→ What is expected: Write out exactly the lines below from the one containing "Target: nose" to the last, both ends kept, and nothing more; skip all pictures.

Natural language region descriptions
= Beginning of Section =

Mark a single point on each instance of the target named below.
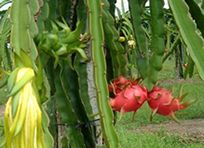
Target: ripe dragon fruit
(120, 84)
(129, 95)
(161, 101)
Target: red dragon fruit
(120, 84)
(162, 102)
(129, 99)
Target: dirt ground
(191, 130)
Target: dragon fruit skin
(162, 102)
(130, 99)
(120, 84)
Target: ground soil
(191, 130)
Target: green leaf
(105, 112)
(157, 42)
(197, 13)
(189, 33)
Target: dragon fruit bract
(162, 102)
(129, 95)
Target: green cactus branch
(189, 33)
(96, 31)
(117, 51)
(23, 27)
(157, 42)
(139, 34)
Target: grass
(162, 139)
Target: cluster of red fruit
(129, 95)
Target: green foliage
(24, 28)
(140, 37)
(157, 43)
(117, 51)
(189, 33)
(96, 31)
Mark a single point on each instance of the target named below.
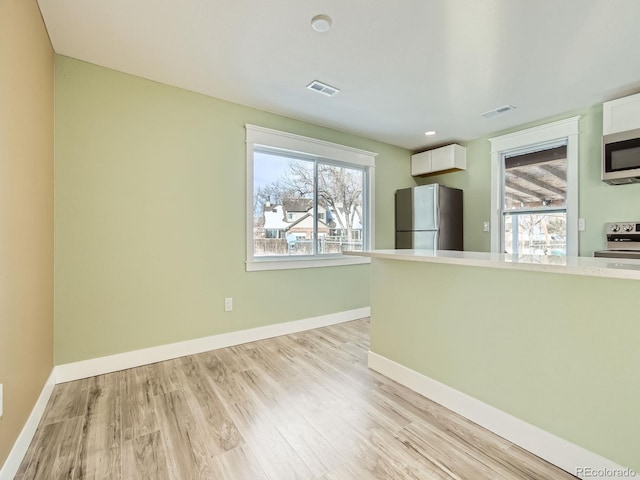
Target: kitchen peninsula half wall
(541, 351)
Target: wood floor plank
(145, 457)
(186, 449)
(277, 458)
(301, 406)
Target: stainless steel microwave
(621, 157)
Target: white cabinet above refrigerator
(449, 157)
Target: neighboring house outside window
(534, 190)
(311, 201)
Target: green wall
(150, 218)
(565, 364)
(598, 202)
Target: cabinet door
(421, 163)
(442, 158)
(621, 115)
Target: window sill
(290, 264)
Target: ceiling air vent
(497, 111)
(323, 88)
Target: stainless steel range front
(623, 240)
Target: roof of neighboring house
(274, 218)
(303, 218)
(297, 204)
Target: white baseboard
(562, 453)
(17, 453)
(121, 361)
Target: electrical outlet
(582, 225)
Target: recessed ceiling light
(323, 88)
(321, 23)
(497, 111)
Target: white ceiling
(403, 66)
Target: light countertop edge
(627, 269)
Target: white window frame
(266, 137)
(524, 140)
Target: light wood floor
(302, 406)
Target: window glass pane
(535, 233)
(283, 197)
(536, 179)
(340, 205)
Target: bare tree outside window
(307, 208)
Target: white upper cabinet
(621, 115)
(450, 157)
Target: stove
(623, 240)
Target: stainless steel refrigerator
(429, 217)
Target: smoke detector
(323, 88)
(321, 23)
(497, 111)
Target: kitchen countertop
(588, 266)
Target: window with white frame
(308, 201)
(535, 190)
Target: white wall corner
(20, 447)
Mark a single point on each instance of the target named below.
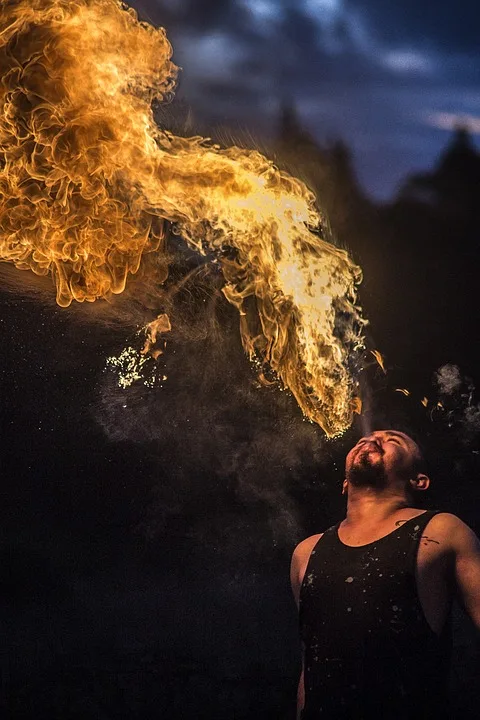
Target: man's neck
(373, 506)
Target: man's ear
(421, 482)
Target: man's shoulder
(449, 526)
(300, 558)
(305, 547)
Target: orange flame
(379, 358)
(87, 180)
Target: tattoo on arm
(423, 537)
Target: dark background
(146, 533)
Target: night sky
(146, 532)
(391, 78)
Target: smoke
(231, 454)
(457, 400)
(89, 184)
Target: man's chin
(367, 475)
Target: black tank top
(369, 650)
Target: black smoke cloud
(230, 453)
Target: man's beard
(364, 473)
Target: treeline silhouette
(420, 255)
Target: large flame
(87, 180)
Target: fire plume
(88, 180)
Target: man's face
(380, 459)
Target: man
(374, 593)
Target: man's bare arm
(298, 566)
(466, 548)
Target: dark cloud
(441, 24)
(371, 72)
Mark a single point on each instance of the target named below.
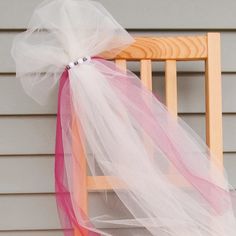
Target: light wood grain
(214, 137)
(166, 48)
(146, 73)
(171, 86)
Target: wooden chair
(173, 49)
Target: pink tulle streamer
(66, 212)
(148, 121)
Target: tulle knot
(81, 60)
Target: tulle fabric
(170, 185)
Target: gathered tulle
(168, 183)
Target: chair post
(213, 100)
(171, 86)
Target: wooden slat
(171, 86)
(166, 48)
(214, 99)
(146, 73)
(121, 64)
(191, 95)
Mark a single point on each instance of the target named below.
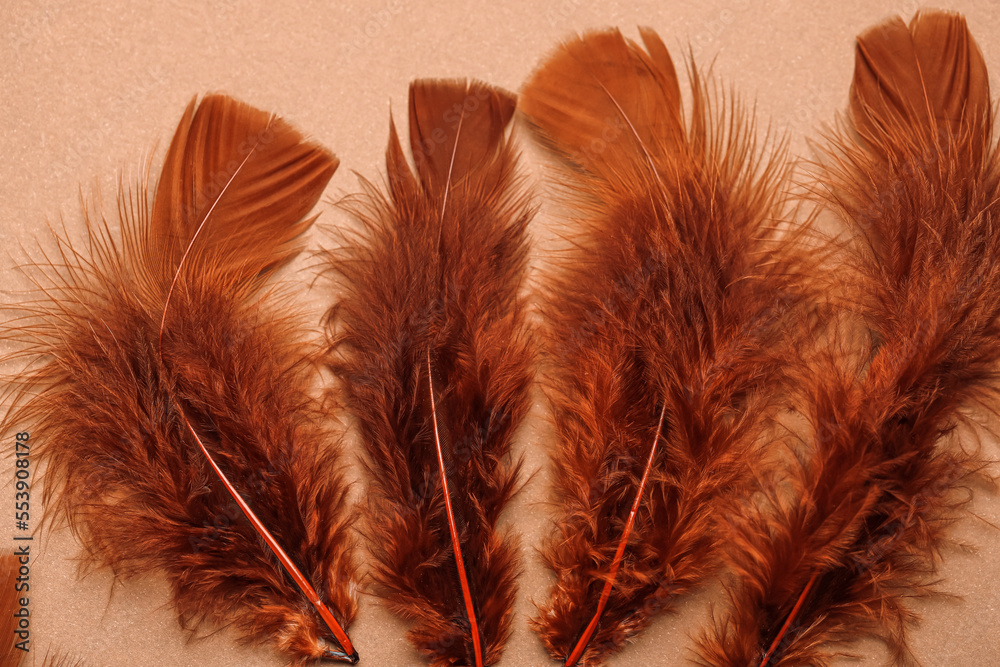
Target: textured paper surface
(90, 90)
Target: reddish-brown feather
(673, 301)
(141, 348)
(430, 343)
(917, 184)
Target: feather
(665, 325)
(9, 606)
(15, 627)
(430, 344)
(172, 396)
(916, 184)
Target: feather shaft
(581, 645)
(348, 654)
(456, 543)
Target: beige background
(88, 89)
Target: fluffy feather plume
(916, 183)
(430, 344)
(666, 323)
(171, 397)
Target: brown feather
(917, 185)
(142, 348)
(666, 323)
(429, 340)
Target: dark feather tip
(340, 656)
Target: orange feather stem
(588, 632)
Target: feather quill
(915, 178)
(430, 343)
(665, 325)
(171, 394)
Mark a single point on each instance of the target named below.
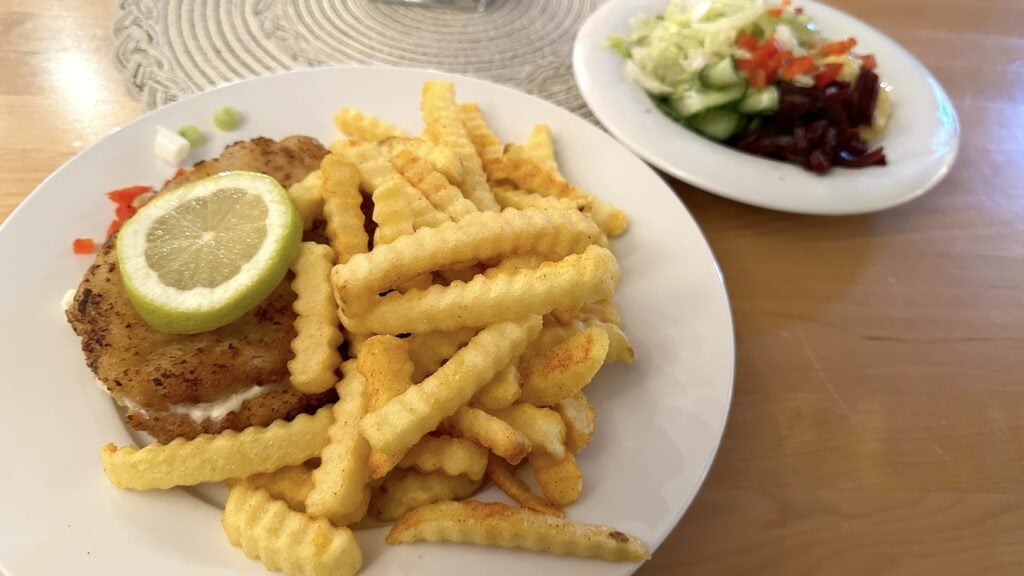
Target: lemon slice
(200, 256)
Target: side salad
(760, 78)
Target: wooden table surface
(878, 421)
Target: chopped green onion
(226, 118)
(193, 134)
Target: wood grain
(878, 425)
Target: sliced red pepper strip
(803, 65)
(827, 75)
(83, 246)
(127, 195)
(839, 47)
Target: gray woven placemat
(171, 48)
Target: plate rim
(720, 284)
(581, 51)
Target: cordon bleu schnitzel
(173, 385)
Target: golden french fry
(521, 200)
(453, 456)
(291, 484)
(503, 391)
(391, 211)
(341, 490)
(385, 365)
(306, 196)
(503, 475)
(580, 419)
(429, 350)
(342, 208)
(576, 279)
(501, 525)
(284, 539)
(475, 238)
(406, 490)
(560, 480)
(316, 333)
(438, 156)
(357, 124)
(484, 140)
(435, 187)
(440, 115)
(543, 426)
(489, 432)
(376, 170)
(402, 421)
(540, 149)
(563, 370)
(217, 457)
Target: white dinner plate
(659, 420)
(921, 142)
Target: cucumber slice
(721, 75)
(764, 101)
(700, 99)
(719, 123)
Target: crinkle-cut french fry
(388, 371)
(433, 184)
(358, 124)
(580, 420)
(453, 456)
(392, 211)
(516, 166)
(376, 170)
(540, 149)
(317, 336)
(560, 480)
(503, 475)
(440, 116)
(291, 484)
(284, 539)
(576, 279)
(543, 426)
(404, 490)
(217, 457)
(341, 489)
(605, 311)
(306, 196)
(484, 140)
(501, 525)
(440, 157)
(489, 432)
(503, 391)
(402, 421)
(520, 199)
(475, 238)
(429, 350)
(342, 207)
(563, 370)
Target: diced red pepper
(759, 79)
(803, 65)
(747, 41)
(84, 246)
(765, 51)
(125, 211)
(127, 195)
(827, 75)
(839, 47)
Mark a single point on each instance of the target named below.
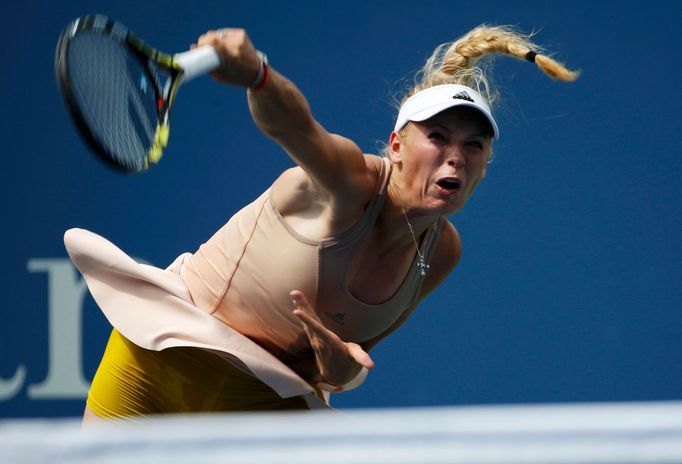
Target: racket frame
(180, 68)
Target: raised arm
(279, 109)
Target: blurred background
(569, 286)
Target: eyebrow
(475, 134)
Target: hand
(338, 362)
(240, 63)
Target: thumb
(359, 355)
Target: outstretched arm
(279, 109)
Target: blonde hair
(458, 62)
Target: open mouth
(449, 183)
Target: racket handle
(197, 62)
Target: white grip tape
(199, 61)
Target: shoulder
(295, 186)
(296, 194)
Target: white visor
(429, 102)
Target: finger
(329, 387)
(305, 311)
(359, 355)
(315, 328)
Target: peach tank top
(244, 273)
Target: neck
(399, 216)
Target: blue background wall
(569, 286)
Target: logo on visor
(463, 96)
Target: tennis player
(283, 304)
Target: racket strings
(117, 96)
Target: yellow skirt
(133, 381)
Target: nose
(455, 156)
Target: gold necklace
(421, 262)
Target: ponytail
(458, 62)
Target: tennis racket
(119, 91)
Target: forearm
(279, 109)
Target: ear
(395, 143)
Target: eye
(475, 144)
(435, 135)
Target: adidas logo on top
(463, 96)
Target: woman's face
(441, 160)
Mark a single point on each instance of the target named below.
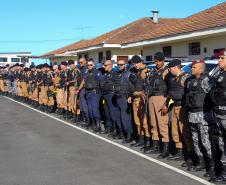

= End of Section =

→ Exercise output:
Target: nose
(455, 156)
Target: gold necklace
(421, 262)
Target: ponytail
(458, 62)
Target: tennis racket
(119, 91)
Target: forearm
(279, 109)
Target: ear
(395, 143)
Target: eye
(475, 144)
(435, 135)
Target: adidas logo on top
(463, 96)
Target: woman's face
(441, 160)
Mark a single point on each instance of the target named below.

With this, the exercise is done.